#### [REQUIRED WORK]
Each line below should be reproduced without any alteration.

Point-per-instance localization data
···
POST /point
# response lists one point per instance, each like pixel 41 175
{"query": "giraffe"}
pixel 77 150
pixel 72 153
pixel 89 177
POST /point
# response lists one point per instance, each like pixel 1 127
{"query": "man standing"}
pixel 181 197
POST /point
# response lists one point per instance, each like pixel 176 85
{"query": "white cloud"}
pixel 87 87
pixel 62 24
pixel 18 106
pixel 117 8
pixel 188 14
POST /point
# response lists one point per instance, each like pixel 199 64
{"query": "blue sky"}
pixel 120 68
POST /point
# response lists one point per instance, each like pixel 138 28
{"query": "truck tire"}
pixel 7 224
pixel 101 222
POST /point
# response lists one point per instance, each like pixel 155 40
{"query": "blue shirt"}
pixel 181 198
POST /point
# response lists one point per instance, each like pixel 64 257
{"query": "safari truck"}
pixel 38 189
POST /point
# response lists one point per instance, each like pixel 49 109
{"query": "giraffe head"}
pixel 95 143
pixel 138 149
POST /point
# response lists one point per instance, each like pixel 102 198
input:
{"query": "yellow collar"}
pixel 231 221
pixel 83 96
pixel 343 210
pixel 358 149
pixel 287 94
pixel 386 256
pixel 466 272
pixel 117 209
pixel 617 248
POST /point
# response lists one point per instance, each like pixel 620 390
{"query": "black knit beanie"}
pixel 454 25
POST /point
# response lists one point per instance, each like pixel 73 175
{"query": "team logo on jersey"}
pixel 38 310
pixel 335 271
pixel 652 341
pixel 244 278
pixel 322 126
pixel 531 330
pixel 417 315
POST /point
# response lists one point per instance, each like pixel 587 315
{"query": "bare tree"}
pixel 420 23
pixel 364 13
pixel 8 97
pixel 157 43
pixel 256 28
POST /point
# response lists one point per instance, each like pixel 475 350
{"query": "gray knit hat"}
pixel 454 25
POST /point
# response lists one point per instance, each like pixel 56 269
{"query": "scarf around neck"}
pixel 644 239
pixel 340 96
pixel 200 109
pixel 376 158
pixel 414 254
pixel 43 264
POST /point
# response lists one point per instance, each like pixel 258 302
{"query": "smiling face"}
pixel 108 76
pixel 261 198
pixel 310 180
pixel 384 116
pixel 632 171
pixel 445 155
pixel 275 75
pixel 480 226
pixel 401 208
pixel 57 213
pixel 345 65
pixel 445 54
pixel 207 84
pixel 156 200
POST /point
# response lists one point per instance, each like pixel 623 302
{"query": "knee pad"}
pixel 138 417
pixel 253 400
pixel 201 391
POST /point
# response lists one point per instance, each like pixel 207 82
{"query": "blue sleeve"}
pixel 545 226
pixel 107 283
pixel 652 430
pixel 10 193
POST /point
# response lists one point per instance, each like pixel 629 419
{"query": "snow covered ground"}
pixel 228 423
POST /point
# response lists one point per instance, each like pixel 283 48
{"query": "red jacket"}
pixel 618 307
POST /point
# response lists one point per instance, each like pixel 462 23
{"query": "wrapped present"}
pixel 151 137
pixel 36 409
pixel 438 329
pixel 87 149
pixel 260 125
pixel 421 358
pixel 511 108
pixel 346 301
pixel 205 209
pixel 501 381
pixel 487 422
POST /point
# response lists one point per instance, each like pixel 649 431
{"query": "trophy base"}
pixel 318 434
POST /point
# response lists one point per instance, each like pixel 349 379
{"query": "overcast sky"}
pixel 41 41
···
#### [WORKED SOLUTION]
POST /point
# response lists one point per instance, each like pixel 41 175
{"query": "giraffe"}
pixel 77 150
pixel 72 153
pixel 89 177
POST /point
# response lists one point per instance, each like pixel 1 127
{"query": "man standing"}
pixel 181 197
POST /point
# response lists one point per instance, each like pixel 176 85
{"query": "white cloud"}
pixel 87 87
pixel 62 24
pixel 18 106
pixel 117 8
pixel 188 14
POST /point
# response lists one point per instance, each like pixel 199 64
{"query": "blue sky"}
pixel 120 68
POST /point
# response lists one point per instance, each like pixel 138 28
{"query": "truck tire"}
pixel 7 224
pixel 101 222
POST /point
# response lists one point per instance, each like pixel 155 40
{"query": "blue shirt"}
pixel 181 198
POST /point
# response lists one point per instance, each like pixel 64 257
{"query": "safari truck"}
pixel 38 189
POST /point
# response lists one point per instance, each like pixel 49 109
{"query": "giraffe head"}
pixel 95 143
pixel 138 149
POST /point
# response lists one point per instance, each like pixel 102 198
input:
{"query": "yellow collar"}
pixel 231 221
pixel 83 96
pixel 343 210
pixel 358 149
pixel 287 94
pixel 386 256
pixel 466 272
pixel 117 209
pixel 617 248
POST /point
# response lists one point per instance, each like pixel 620 390
{"query": "black knit beanie"}
pixel 454 25
POST /point
# response lists one point per instance, each like pixel 73 175
{"query": "team logo on jersey"}
pixel 38 310
pixel 335 271
pixel 652 341
pixel 244 278
pixel 322 126
pixel 531 330
pixel 417 315
POST /point
# response lists one point per instance, each like pixel 587 315
{"query": "bare tree"}
pixel 420 23
pixel 364 13
pixel 8 97
pixel 157 43
pixel 256 28
POST /point
# response lists one point per instance, each like pixel 475 350
{"query": "gray knit hat"}
pixel 454 25
POST /point
# response lists one point per instance, each like pixel 56 269
{"query": "scarf around neck"}
pixel 644 239
pixel 340 96
pixel 200 109
pixel 376 158
pixel 414 254
pixel 43 264
POST /point
# response lists one point per instance, each like pixel 258 302
{"query": "smiling face"}
pixel 108 76
pixel 261 198
pixel 310 180
pixel 384 116
pixel 632 171
pixel 445 155
pixel 275 75
pixel 480 226
pixel 401 208
pixel 57 213
pixel 345 65
pixel 445 54
pixel 207 84
pixel 156 200
POST /point
# response lists one point per instance, each like pixel 623 302
{"query": "knee pad"}
pixel 138 417
pixel 253 400
pixel 201 391
POST /point
# response lists one point per instance, each like pixel 207 82
{"query": "blue sleeve"}
pixel 545 226
pixel 107 283
pixel 652 430
pixel 10 193
POST /point
# response lists one point per instance, each like pixel 629 419
{"query": "snow covered ground"}
pixel 228 423
POST /point
# response lists one point per instance, each like pixel 283 48
{"query": "red jacket"}
pixel 618 307
POST /point
# response lists one point per instance, each like pixel 462 23
{"query": "wrapped present"}
pixel 151 137
pixel 36 409
pixel 438 329
pixel 87 149
pixel 260 125
pixel 421 358
pixel 511 108
pixel 346 301
pixel 205 209
pixel 501 381
pixel 487 422
POST /point
# response lists one point per instance, each like pixel 649 431
{"query": "trophy base"}
pixel 318 434
POST /point
# response lists one point per instance, each like pixel 349 379
{"query": "overcast sky"}
pixel 41 41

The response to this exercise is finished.